USING THE INFORMATION:
A – Check each statement against the paper summaries and answer yes or no, quoting the exact words that settle it: (i) PSA-MF reaches state-of-the-art results on CMU-MOSI and CMU-MOSEI. (ii) VARSTok needs more tokens than fixed-frame-rate baselines. (iii) TEXT is compared across four MSA benchmarks.
B – Reproduce word for word the part of the paper summaries from "REINA: Regularized Entropy" to "using fewer tokens.".

PaSE: Prototype-aligned Calibration and Shapley-based Equilibrium for Multimodal Sentiment Analysis: PaSE is a framework that explicitly addresses modality competition in multimodal sentiment analysis through a two-stage optimization strategy combining prototype-guided calibration alignment (via Entropic Optimal Transport) and Shapley-value-based gradient modulation.
PSA-MF: Personality-Sentiment Aligned Multi-Level Fusion for Multimodal Sentiment Analysis: This paper is the first to introduce a pre-trained personality model into Multimodal Sentiment Analysis (MSA) for extracting personalized sentiment features. Through personality-sentiment contrastive alignment and a progressive multi-level fusion architecture (pre-fusion → cross-modal interaction → enhanced fusion), the proposed PSA-MF achieves state-of-the-art performance on CMU-MOSI and CMU-MOSEI.
REINA: Regularized Entropy Information-Based Loss for Efficient Simultaneous Speech Translation: This paper proposes REINA (Regularized Entropy INformation Adaptation), a loss function grounded in mutual information theory that efficiently converts a non-streaming speech translation model into a streaming simultaneous speech translation model. REINA achieves state-of-the-art streaming translation performance across multiple language directions and introduces a new streaming efficiency metric, NoSE.
Say More with Less: Variable-Frame-Rate Speech Tokenization via Adaptive Clustering and Implicit Duration Coding: This paper proposes VARSTok, the first fully dynamic variable-frame-rate speech tokenizer, which achieves adaptive token allocation via temporal-aware density peak clustering and implicit duration coding, surpassing fixed-frame-rate baselines while using fewer tokens.
TEXT: Text-Routed Sparse Mixture of Experts for Multimodal Sentiment Analysis with Explanation Enhancement and Temporal Alignment: This paper proposes TEXT, a model that leverages MLLMs to generate natural language explanations for audio and video modalities to enhance modal representations, designs a lightweight temporal alignment module combining the strengths of Mamba and temporal cross-attention, and employs text-routed sparse mixture of experts for cross-modal fusion. TEXT comprehensively outperforms prior SOTA methods and large models such as GPT-4o across four MSA benchmarks.

[Point localization data]

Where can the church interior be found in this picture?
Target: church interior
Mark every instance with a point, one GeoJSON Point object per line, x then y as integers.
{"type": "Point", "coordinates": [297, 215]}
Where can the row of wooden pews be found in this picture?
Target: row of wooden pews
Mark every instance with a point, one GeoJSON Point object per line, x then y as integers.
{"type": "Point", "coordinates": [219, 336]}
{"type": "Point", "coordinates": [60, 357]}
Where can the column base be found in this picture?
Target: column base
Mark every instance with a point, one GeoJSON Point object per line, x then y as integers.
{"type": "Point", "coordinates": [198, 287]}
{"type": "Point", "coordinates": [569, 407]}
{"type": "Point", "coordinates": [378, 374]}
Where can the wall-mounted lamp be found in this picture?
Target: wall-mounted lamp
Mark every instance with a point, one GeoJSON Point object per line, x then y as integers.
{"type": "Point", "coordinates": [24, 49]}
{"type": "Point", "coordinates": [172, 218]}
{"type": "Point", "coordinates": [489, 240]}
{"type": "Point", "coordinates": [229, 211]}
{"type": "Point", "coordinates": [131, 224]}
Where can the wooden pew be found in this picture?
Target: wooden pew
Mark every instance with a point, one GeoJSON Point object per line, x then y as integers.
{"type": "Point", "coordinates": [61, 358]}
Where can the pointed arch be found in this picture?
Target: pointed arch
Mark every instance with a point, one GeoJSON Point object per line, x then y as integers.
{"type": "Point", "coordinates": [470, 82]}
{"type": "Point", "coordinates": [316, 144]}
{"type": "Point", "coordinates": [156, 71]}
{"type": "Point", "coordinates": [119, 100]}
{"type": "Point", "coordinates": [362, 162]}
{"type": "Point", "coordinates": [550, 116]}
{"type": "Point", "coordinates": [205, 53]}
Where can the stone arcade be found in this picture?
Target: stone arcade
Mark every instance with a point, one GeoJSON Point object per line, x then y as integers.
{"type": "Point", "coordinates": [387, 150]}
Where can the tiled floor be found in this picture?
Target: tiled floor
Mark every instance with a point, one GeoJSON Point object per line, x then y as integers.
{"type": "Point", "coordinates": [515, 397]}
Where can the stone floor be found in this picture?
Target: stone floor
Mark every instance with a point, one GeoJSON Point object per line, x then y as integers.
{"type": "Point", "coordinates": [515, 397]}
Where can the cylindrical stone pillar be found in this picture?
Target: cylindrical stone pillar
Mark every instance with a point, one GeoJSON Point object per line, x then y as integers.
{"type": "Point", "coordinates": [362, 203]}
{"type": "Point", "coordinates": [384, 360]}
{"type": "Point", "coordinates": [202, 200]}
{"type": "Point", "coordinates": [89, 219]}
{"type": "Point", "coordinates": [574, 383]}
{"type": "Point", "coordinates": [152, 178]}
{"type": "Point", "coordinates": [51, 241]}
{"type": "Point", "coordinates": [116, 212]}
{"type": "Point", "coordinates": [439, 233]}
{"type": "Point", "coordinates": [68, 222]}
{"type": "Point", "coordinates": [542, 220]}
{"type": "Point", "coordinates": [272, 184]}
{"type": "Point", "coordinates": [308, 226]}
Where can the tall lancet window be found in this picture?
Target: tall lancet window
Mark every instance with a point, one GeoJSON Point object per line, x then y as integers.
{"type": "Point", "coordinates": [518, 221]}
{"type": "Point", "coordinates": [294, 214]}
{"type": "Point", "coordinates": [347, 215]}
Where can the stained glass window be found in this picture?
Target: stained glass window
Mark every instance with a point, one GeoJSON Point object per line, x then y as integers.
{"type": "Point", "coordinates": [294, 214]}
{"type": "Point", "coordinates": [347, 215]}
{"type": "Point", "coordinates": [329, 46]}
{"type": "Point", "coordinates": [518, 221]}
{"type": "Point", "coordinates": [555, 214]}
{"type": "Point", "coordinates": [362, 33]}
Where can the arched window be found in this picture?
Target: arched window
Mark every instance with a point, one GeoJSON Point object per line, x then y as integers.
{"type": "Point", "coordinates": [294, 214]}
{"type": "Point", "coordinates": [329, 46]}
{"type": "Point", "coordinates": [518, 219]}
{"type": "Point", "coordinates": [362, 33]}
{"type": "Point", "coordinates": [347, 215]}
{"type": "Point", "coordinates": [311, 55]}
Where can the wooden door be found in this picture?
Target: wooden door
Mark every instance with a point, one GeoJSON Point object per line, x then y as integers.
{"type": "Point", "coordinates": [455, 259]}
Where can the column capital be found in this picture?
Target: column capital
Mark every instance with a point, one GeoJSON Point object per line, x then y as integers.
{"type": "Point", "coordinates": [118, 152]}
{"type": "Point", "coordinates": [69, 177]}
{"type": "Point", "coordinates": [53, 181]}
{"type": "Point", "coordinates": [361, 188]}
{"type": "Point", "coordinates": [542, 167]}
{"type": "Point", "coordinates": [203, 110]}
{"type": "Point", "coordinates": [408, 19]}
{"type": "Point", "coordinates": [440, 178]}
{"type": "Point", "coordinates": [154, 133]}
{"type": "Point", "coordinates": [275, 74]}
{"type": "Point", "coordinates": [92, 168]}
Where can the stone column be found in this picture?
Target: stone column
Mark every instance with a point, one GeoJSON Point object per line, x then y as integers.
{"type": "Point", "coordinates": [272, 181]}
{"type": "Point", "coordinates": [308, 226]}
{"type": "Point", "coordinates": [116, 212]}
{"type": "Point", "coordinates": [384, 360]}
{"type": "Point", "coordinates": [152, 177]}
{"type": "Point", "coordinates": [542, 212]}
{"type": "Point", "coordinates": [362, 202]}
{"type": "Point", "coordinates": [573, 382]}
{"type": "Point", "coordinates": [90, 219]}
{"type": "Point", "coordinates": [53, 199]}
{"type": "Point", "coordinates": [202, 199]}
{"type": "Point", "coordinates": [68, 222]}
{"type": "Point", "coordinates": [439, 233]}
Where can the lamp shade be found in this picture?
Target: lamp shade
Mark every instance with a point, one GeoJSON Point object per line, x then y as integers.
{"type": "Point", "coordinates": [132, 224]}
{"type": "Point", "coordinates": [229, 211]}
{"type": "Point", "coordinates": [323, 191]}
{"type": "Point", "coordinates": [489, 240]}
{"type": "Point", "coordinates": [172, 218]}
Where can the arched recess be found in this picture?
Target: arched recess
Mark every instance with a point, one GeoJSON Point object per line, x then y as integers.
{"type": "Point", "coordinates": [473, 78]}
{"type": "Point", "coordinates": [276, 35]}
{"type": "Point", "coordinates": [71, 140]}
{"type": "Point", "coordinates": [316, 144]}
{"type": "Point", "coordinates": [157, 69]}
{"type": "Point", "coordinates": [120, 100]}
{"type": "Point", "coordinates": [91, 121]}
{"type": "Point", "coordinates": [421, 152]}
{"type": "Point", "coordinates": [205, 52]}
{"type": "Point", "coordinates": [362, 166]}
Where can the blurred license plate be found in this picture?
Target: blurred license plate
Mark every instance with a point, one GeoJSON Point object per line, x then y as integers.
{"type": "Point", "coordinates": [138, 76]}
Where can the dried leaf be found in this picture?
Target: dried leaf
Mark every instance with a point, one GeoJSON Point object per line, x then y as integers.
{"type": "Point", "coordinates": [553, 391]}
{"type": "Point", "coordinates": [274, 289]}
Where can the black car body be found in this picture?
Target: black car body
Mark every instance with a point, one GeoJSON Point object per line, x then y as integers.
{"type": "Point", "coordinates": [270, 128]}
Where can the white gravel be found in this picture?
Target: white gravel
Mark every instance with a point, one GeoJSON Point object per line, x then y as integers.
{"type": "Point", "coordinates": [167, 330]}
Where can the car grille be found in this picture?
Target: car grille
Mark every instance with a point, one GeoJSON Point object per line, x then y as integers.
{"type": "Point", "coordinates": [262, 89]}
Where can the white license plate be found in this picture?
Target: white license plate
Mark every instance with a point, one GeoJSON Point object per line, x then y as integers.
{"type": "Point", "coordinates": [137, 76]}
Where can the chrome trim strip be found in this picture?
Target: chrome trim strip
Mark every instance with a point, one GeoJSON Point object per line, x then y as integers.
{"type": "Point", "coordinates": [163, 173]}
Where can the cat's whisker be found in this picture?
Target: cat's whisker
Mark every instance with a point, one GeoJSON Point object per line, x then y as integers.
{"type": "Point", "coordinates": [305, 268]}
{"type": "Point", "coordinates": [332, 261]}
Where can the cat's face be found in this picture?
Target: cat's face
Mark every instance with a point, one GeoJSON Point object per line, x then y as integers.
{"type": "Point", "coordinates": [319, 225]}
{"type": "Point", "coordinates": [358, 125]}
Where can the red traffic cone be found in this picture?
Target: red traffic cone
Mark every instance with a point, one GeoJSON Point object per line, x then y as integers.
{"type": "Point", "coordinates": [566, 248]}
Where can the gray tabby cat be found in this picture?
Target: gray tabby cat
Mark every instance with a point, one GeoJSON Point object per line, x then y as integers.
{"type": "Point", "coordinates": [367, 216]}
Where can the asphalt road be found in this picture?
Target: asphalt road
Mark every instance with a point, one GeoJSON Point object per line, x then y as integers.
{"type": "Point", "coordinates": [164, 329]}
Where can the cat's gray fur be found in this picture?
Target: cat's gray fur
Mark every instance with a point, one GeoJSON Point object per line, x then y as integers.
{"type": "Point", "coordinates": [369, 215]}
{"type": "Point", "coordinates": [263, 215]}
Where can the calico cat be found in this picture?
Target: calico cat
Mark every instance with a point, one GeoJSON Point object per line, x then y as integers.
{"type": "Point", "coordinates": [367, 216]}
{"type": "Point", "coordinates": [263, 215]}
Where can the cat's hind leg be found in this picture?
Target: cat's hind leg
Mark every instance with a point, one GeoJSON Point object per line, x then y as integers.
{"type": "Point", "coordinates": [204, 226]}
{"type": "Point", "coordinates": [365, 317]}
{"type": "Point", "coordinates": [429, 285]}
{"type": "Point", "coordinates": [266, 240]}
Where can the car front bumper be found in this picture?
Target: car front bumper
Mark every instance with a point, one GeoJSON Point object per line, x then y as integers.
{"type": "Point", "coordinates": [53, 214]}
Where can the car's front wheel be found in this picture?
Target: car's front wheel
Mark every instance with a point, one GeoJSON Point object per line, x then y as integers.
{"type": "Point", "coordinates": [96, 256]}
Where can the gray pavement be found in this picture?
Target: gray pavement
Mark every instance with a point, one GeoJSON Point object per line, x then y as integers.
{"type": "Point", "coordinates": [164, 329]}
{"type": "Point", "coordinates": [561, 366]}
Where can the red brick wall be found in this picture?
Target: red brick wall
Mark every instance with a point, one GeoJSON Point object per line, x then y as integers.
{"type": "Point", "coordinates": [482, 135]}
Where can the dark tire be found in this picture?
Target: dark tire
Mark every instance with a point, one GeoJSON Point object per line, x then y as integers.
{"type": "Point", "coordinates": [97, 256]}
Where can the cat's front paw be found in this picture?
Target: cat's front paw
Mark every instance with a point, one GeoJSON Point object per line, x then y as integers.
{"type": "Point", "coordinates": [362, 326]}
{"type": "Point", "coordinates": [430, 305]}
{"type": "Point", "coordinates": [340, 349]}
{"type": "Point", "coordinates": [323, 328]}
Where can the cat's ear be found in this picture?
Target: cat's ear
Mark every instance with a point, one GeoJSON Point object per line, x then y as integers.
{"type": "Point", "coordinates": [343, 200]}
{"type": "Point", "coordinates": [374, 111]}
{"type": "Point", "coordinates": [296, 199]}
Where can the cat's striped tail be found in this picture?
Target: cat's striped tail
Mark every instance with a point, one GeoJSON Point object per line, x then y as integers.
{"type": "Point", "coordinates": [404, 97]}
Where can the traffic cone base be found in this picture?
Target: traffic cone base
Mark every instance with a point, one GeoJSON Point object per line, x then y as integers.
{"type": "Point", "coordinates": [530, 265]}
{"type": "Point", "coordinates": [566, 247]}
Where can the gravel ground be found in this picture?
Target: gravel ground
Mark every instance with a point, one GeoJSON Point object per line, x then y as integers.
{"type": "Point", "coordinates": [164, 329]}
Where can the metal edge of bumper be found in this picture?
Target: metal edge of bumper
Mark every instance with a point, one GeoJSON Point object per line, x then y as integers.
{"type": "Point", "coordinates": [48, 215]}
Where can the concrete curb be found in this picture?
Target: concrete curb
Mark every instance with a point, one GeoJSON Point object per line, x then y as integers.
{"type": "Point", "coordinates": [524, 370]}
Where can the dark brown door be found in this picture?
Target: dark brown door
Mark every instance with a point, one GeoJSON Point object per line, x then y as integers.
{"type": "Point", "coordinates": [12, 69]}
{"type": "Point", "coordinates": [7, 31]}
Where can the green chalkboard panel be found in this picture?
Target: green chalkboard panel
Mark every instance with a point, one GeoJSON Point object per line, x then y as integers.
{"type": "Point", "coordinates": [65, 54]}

RESPONSES PER TASK:
A –
(i) Yes: "the proposed PSA-MF achieves state-of-the-art performance on CMU-MOSI and CMU-MOSEI"
(ii) No: "surpassing fixed-frame-rate baselines while using fewer tokens"
(iii) Yes: "TEXT comprehensively outperforms prior SOTA methods and large models such as GPT-4o across four MSA benchmarks"

B –
REINA: Regularized Entropy Information-Based Loss for Efficient Simultaneous Speech Translation: This paper proposes REINA (Regularized Entropy INformation Adaptation), a loss function grounded in mutual information theory that efficiently converts a non-streaming speech translation model into a streaming simultaneous speech translation model. REINA achieves state-of-the-art streaming translation performance across multiple language directions and introduces a new streaming efficiency metric, NoSE.
Say More with Less: Variable-Frame-Rate Speech Tokenization via Adaptive Clustering and Implicit Duration Coding: This paper proposes VARSTok, the first fully dynamic variable-frame-rate speech tokenizer, which achieves adaptive token allocation via temporal-aware density peak clustering and implicit duration coding, surpassing fixed-frame-rate baselines while using fewer tokens.